I don't think I need to go into detail regarding why a replacement sapper was necessary, but needless to say, the tight-knit team that James joins is counting the days til they can return State-side, and more than a little bit wary of the unknown quantity that has been thrust upon them. Is James someone that they can trust with their lives?

Early in the film, the recently arrived James is approached by an officer who queries him on his track record. A telling dialog ensues:

Officer: "How many bombs have you disarmed?"
James: "873"
Officer: "873! You're a wild man."

And herein lies the problem: James is a wild man. The dialog continues with the officer asking what the best way is to disarm a bomb, to which James replies "The way that keeps you alive." The thing is, James seems to care just a little bit less about staying alive than do the other members of his team, who quickly find his way or working to be uncooperative and even reckless. During an EOD assignment when James is sent to disarm a booby trapped Hyundai Sonata (product placement gone horribly wrong?), he removes his protective headgear with the glib comment "If I'm going to die, I'm going to die comfortable," and goes on to also remove his radio headset, cutting off communication with his frustrated and scared compatriots.

Where the Wild Men Are

The story arc of The Hurt Locker, in a sense, is how the team members come to trust each other through the process of understanding their individual reactions to being constantly haunted by the specter of death. James, Sanborn, and the younger and more timid Specialist Owen (Brian Gerachty) all share the seemingly standard soldiers' diversions of loud heavy metal music and heavy drinking, but each also has their own private coping strategy:

  • James cares less, seeming reckless to others but actually freeing himself of surely crippling fear. He lives by the seemingly contradictory coda that the less you care about living the more likely you are to survive.
  • Sanborn trusts procedures, relying on constant contact with the team to ensure that basic army protocols are followed: perimeters are maintained, standard procedures are adhered to, and x-factors (like James) are eliminated.
  • Owen has faith in the longevity of his more experienced peers, constantly turning to them for confirmation of the instincts that should be automatic survival mechanisms.

None of these three leopards is about to change his spots, so what we witness is a chain of increasingly intense encounters with progressively more complicated and essentially evil explosive devices planted to kill Americans and wreak havoc for "collaborators." Through these trials by fire we watch the slow and painful process of the three men learning to become - despite their differences - what Shakespeare so aptly called "We few, we happy few, we band of brothers."
============
EXERCISE DETAILS: In the film review above, what does James give as the best way to disarm a bomb?

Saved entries
============
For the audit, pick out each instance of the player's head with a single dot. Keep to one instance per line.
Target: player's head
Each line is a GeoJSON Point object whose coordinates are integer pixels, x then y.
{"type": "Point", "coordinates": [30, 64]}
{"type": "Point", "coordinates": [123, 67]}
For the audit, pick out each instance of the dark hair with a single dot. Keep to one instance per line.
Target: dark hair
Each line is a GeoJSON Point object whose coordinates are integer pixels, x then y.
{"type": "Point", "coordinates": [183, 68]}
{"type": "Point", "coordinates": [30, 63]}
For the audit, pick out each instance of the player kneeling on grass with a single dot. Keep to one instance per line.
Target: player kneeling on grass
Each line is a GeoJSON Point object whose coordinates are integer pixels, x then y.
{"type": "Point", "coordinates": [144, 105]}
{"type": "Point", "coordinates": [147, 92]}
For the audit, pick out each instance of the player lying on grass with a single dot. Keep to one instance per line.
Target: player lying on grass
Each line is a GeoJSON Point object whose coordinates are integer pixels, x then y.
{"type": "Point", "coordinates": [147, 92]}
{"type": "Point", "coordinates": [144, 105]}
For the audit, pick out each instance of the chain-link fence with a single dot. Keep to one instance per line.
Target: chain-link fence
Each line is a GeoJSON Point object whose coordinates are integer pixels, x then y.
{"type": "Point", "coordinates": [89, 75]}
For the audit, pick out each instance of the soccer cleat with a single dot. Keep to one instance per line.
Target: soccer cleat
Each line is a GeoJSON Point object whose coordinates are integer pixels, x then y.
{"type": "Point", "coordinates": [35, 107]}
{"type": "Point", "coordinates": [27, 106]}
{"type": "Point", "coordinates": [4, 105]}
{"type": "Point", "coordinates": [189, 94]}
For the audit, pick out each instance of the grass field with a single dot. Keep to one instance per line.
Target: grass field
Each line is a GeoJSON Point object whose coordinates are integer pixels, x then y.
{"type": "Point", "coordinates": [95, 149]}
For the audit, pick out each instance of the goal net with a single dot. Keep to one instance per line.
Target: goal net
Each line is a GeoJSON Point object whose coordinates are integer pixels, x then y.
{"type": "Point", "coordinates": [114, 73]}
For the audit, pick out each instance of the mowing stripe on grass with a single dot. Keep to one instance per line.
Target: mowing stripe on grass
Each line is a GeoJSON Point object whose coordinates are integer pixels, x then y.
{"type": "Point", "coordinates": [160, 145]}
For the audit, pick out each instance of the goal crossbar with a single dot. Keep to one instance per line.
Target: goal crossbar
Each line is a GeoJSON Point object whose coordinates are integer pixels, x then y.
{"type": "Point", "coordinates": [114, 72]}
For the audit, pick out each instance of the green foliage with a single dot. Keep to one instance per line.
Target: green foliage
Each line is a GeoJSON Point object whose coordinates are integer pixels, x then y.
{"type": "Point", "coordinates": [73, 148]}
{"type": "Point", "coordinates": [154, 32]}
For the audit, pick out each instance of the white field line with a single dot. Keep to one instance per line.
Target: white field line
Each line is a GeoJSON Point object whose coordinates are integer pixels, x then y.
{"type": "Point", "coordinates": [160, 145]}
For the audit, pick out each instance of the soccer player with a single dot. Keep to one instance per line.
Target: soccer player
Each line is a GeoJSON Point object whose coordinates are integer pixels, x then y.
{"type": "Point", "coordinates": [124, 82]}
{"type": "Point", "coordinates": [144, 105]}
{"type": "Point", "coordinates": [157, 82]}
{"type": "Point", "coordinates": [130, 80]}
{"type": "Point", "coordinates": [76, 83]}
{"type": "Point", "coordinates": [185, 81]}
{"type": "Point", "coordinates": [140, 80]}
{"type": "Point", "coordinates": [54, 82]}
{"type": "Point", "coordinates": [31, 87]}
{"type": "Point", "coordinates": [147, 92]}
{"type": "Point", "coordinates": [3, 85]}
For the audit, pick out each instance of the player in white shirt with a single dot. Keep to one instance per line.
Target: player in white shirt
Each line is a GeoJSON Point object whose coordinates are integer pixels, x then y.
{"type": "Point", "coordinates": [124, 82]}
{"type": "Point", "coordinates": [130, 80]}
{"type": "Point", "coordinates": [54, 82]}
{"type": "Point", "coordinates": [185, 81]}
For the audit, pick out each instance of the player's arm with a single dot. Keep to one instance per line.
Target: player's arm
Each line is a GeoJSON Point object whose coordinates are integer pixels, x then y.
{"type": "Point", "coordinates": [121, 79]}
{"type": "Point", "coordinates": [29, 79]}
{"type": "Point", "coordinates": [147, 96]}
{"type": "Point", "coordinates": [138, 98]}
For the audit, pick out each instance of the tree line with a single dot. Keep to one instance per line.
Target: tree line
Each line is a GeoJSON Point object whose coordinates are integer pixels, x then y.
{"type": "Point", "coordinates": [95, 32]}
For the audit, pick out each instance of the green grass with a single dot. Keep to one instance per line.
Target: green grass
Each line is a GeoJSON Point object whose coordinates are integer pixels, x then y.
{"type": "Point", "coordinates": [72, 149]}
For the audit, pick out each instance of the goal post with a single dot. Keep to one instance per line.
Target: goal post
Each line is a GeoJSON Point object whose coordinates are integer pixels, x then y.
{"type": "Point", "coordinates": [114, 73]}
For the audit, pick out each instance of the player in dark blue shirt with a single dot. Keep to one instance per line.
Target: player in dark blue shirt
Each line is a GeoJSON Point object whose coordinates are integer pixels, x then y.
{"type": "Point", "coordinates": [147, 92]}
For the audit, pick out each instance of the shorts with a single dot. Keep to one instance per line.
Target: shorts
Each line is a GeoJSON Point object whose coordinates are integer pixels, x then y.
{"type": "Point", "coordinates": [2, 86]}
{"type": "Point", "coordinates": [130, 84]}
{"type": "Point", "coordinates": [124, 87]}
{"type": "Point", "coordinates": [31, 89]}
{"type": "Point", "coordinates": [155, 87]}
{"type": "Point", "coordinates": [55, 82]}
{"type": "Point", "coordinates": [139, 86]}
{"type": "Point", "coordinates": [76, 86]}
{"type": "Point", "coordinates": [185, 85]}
============
THE ANSWER: "The way that keeps you alive."